• Entries shown:
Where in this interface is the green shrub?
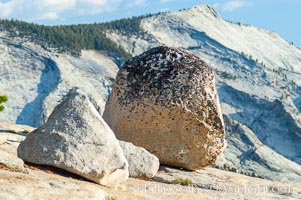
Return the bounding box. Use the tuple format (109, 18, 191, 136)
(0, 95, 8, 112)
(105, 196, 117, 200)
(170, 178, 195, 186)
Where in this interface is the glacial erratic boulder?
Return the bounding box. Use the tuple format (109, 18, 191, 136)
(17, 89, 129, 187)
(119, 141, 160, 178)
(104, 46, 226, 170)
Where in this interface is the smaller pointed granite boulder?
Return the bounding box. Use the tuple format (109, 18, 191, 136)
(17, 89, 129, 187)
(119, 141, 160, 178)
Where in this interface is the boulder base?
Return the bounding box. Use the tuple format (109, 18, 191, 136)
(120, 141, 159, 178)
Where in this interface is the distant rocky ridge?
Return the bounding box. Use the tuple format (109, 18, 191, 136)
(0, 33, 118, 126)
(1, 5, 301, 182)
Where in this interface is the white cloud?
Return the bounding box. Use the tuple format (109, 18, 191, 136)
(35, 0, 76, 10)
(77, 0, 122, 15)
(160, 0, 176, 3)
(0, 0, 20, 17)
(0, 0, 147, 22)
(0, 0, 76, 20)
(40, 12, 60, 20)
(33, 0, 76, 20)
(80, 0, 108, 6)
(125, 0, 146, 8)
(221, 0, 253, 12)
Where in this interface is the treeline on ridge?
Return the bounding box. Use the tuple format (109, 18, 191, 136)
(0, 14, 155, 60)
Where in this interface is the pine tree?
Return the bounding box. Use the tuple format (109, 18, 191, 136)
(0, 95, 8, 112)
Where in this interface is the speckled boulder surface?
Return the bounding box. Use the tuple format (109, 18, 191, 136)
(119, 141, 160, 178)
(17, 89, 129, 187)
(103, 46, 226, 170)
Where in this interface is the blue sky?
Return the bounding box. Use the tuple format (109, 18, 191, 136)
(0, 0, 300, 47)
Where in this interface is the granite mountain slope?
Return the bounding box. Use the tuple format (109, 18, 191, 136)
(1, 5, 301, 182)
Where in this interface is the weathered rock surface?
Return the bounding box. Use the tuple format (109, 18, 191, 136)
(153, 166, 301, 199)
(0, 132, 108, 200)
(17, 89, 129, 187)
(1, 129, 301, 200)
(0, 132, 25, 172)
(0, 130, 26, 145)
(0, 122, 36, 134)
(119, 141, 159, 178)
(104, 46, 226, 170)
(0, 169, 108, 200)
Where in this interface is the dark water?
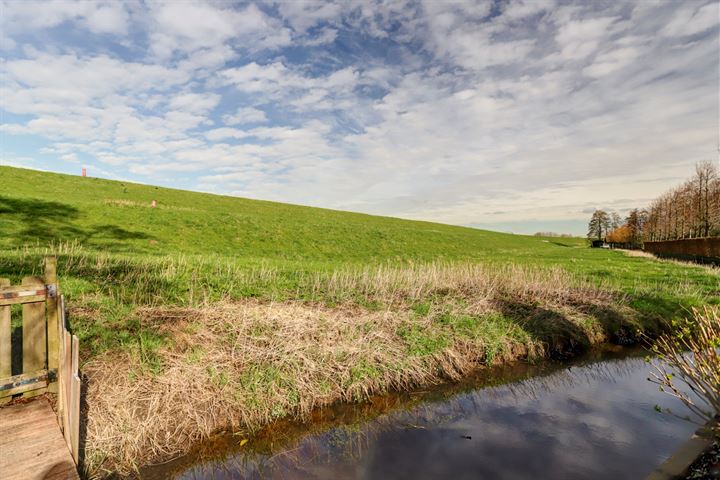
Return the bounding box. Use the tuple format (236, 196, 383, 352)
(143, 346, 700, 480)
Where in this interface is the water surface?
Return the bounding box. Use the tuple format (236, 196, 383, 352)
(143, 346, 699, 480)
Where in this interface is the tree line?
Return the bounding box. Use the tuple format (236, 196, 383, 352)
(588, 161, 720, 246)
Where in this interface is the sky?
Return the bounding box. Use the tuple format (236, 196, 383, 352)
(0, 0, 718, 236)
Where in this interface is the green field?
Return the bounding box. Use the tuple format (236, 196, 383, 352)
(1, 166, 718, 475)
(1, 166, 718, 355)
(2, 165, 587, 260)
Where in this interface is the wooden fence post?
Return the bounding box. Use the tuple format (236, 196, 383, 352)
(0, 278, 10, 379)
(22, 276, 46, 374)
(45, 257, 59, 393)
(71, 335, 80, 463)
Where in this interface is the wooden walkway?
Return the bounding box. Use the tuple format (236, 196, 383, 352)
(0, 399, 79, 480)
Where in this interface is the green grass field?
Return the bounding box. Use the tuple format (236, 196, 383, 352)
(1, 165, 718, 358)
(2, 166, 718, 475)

• Assignment:
Show the lines of the data that hold the word "ridge".

• Reply to the task:
Where in this interface is the distant rocky ridge?
Where in this interface is the treeline on ridge?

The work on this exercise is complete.